_Exercise brief_:
Please repeat exactly the line containing "of the cooling" and each line after it in the records below, through the last.

_Provided information_:
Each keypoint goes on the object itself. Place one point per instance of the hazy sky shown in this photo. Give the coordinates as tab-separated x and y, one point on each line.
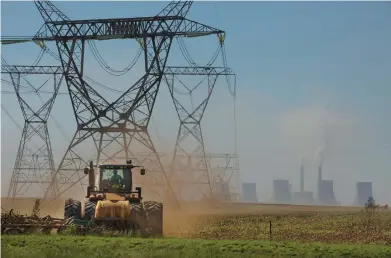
309	75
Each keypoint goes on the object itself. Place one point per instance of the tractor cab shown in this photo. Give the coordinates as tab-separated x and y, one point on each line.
112	178
115	178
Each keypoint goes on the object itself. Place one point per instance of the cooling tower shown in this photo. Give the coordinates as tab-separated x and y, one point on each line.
281	191
303	198
222	191
363	192
249	192
326	193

_The answer_:
Each keypoint goes on the object itself. Place one point per instance of the cooling tower shown in this photo. Give the coordinates as tab-separated x and y, one point on each line.
281	191
303	198
222	191
363	192
249	192
326	193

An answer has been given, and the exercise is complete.